● Stated exercise
Update the records below by replacing every "photograph" with "image", leaving everything else unchanged. Don't include the pictures in your answer.

● Items
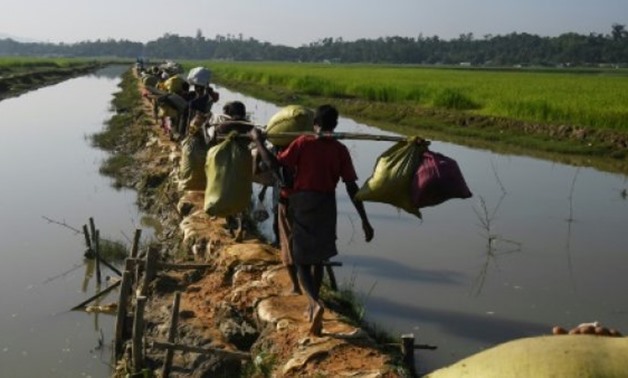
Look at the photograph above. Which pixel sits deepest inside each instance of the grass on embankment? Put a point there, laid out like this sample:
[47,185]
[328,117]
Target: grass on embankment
[22,74]
[570,115]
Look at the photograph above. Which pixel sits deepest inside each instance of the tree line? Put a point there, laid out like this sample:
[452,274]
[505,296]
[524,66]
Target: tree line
[500,50]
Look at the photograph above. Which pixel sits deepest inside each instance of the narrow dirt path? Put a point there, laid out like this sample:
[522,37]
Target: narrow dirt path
[240,301]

● Exercise answer
Look at the image above. Which pixel sits deepest inside each instance of the grass on embankment? Put a point there, laid out like this sample:
[47,185]
[328,117]
Target: grass on embankment
[22,74]
[570,115]
Look at the image above. Which pixel sits deepest inside each instance of the tree line? Put a point there, laid out like this sample:
[452,274]
[505,296]
[524,66]
Target: tree line
[500,50]
Look at the image above. Which pixel sits deepest inside each instance of the narrow dirt path? Put a point there, laid out like this sample:
[522,37]
Target: narrow dirt path
[240,301]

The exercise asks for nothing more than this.